───── Given records
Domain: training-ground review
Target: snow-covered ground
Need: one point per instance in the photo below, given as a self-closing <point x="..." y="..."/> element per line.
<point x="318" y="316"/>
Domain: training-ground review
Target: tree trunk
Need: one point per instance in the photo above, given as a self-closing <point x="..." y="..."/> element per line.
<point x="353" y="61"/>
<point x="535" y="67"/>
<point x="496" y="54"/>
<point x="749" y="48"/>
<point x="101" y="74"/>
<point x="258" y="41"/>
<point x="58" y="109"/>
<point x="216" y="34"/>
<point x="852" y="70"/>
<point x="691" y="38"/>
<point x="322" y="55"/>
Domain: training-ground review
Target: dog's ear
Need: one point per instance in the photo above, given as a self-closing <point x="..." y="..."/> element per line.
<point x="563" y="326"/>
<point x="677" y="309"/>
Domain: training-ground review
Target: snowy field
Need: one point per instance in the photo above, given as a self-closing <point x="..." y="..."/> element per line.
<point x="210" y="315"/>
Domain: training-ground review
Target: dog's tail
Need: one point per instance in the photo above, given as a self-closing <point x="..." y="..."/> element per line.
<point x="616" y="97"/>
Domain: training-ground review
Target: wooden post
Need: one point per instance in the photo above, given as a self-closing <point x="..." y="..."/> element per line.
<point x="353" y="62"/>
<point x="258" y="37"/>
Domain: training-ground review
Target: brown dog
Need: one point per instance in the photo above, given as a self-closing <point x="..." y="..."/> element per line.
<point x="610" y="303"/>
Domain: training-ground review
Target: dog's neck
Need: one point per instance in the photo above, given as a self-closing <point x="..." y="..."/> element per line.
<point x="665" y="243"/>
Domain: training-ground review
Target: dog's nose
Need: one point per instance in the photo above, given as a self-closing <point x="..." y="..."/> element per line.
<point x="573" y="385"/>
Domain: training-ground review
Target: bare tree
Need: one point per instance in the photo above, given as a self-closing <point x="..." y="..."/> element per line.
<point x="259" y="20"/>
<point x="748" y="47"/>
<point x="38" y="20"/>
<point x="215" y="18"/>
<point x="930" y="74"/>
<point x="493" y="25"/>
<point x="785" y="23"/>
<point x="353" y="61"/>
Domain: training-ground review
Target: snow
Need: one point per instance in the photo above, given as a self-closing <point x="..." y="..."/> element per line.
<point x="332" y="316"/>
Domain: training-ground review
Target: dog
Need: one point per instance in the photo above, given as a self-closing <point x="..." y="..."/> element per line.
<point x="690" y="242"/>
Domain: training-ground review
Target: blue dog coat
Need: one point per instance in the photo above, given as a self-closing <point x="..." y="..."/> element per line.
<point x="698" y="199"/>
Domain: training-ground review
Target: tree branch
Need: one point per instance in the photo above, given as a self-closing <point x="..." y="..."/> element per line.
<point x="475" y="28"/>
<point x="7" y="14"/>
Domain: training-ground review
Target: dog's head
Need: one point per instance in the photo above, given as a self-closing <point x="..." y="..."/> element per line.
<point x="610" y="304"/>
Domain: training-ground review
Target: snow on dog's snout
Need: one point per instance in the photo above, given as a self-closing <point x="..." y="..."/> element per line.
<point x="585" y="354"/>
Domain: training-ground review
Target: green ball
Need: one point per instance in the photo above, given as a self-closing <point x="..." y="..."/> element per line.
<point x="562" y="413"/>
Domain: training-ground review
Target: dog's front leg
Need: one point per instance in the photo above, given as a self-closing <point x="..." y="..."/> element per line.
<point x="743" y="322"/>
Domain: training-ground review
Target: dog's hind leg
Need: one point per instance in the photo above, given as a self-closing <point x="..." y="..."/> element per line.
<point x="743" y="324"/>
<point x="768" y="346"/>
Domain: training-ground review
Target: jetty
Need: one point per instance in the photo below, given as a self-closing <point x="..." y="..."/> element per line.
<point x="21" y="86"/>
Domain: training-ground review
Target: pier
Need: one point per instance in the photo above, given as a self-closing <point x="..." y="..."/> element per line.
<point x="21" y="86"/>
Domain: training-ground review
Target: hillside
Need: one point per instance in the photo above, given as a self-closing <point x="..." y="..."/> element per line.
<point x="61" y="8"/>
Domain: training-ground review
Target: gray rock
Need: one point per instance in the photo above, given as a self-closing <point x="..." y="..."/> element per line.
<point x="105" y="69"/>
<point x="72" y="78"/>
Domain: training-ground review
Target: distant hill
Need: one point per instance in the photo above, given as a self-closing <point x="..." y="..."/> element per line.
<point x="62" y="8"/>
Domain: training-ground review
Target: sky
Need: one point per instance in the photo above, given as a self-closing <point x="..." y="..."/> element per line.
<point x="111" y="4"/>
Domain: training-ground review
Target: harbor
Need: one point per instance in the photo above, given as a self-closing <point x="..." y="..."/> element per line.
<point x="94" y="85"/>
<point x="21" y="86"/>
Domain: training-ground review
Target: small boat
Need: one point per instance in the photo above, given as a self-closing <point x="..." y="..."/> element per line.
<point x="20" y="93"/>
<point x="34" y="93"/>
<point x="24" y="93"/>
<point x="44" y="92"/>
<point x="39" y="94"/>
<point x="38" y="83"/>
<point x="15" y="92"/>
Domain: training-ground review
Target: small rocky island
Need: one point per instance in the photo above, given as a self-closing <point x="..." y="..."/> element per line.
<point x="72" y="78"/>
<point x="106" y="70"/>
──────────
Task details → Copy out all the entries shown above, character for character.

Answer to this task →
Domain: training-ground review
Target: snow-covered ground
Need: one point per instance in the photo below, given as a self-closing <point x="..." y="..."/> element per line.
<point x="318" y="316"/>
Domain: training-ground review
Target: tree trunk
Need: one point per instance in the photo above, given as a self-closing <point x="..." y="..."/> element per line.
<point x="353" y="61"/>
<point x="535" y="67"/>
<point x="496" y="54"/>
<point x="749" y="48"/>
<point x="101" y="74"/>
<point x="258" y="41"/>
<point x="58" y="109"/>
<point x="216" y="34"/>
<point x="852" y="70"/>
<point x="691" y="38"/>
<point x="322" y="55"/>
Domain: training-ground review
Target: dog's ear
Need: one point per instance in the photo above, given as a self-closing <point x="..." y="..."/> element per line.
<point x="563" y="326"/>
<point x="677" y="309"/>
Domain: training-ground review
Target: snowy field
Need: one point per instance in the photo above, given as a self-closing <point x="..." y="..."/> element per line.
<point x="210" y="315"/>
Domain: training-ground review
Target: dog's tail
Need: one point per instance in the photo above, given as a self-closing <point x="..." y="..."/> element per line.
<point x="616" y="97"/>
Domain: training-ground review
Target: wooden post
Need: one point per instance in the photo above, given as a self-closing <point x="..." y="..."/> element per line.
<point x="353" y="62"/>
<point x="258" y="37"/>
Domain: training-ground review
Target: brown dog
Need: one point per instance in the photo above, given as a self-closing <point x="..." y="..."/> element per line.
<point x="610" y="303"/>
Domain: training-ground review
Target: dog's neck
Need: one point per instance in the photo above, given as a self-closing <point x="..." y="..."/> element per line.
<point x="665" y="243"/>
Domain: training-ground review
Target: dog's nose
Need: one point per instance in the photo above, given as a self-closing <point x="..." y="..."/> element per line.
<point x="573" y="385"/>
Domain: training-ground review
Target: bare tree
Need: one point per instance in the photo above, given as a self-closing <point x="..." y="..."/> element per line.
<point x="259" y="20"/>
<point x="748" y="47"/>
<point x="38" y="20"/>
<point x="215" y="18"/>
<point x="930" y="74"/>
<point x="493" y="25"/>
<point x="785" y="23"/>
<point x="353" y="61"/>
Domain: training-ground review
Target: snow
Need: one point per instance in the photo above, given as a self-closing <point x="..." y="..."/> element per line.
<point x="332" y="316"/>
Domain: training-ground review
Target: dog
Need: one point per instance in the photo above, given as a self-closing <point x="..." y="..."/> element per line.
<point x="690" y="242"/>
Domain: training-ground review
Target: blue dog coat
Need: one point per instance in the photo above, given as a self-closing <point x="..." y="..."/> element per line.
<point x="698" y="199"/>
Domain: training-ground review
Target: tree branch
Need: one point per instance in the photo above, given as a self-closing <point x="..." y="..."/> element per line.
<point x="475" y="28"/>
<point x="7" y="14"/>
Domain: training-ground review
Target: dog's head
Need: one point per instance in the photo above, given as a self-closing <point x="..." y="..."/> element per line.
<point x="610" y="304"/>
Domain: training-ground review
Target: snow on dog's snout
Need: one point per instance in the photo above, given as a self-closing <point x="..." y="..."/> element per line.
<point x="585" y="354"/>
Domain: training-ground review
Target: green ball
Need: one point per instance in the photo above, given as a self-closing <point x="..." y="..."/> element per line.
<point x="562" y="413"/>
Domain: training-ground review
Target: dog's front leg
Need: one point per instance in the photo above, given as a self-closing <point x="..." y="..."/> element per line.
<point x="743" y="322"/>
Domain: training-ground review
Target: dog's hind leg
Need: one point per instance in the photo above, given as a self-closing <point x="..." y="..."/> element per line.
<point x="743" y="324"/>
<point x="768" y="346"/>
Domain: training-ground review
Target: jetty
Need: one point per instance in the photo below, given as a self-closing <point x="..." y="..."/> element per line.
<point x="21" y="86"/>
Domain: training-ground review
Target: pier
Need: one point per instance in the photo above, given as a self-closing <point x="..." y="..."/> element per line.
<point x="21" y="86"/>
Domain: training-ground review
Target: hillside
Need: one point per instance in the photo above, given as a self-closing <point x="..." y="..."/> element per line.
<point x="61" y="8"/>
Domain: training-ground review
Target: gray rock
Need: one point per instance in the photo above, given as a self-closing <point x="..." y="..."/> element per line.
<point x="105" y="69"/>
<point x="72" y="78"/>
Domain: training-ground review
Target: distant hill
Need: one point per instance in the photo above, given as a self-closing <point x="..." y="..."/> element per line.
<point x="62" y="8"/>
Domain: training-ground review
Target: sky
Need: one point per instance in the photo above, given as a self-closing <point x="..." y="..."/> element per line.
<point x="111" y="4"/>
Domain: training-ground review
Target: harbor
Need: one point per instance in the photo above, given as a self-closing <point x="..." y="..."/> element per line.
<point x="94" y="85"/>
<point x="21" y="86"/>
Domain: training-ground review
Target: small boat
Need: one point per instance in the photo above, given as a self-closing <point x="..." y="..."/> element per line.
<point x="20" y="93"/>
<point x="34" y="93"/>
<point x="24" y="93"/>
<point x="44" y="92"/>
<point x="39" y="94"/>
<point x="38" y="83"/>
<point x="15" y="92"/>
Domain: training-ground review
Target: small rocky island
Need: one point per instance in the photo above, given as a self-closing <point x="..." y="..."/> element per line.
<point x="72" y="78"/>
<point x="106" y="70"/>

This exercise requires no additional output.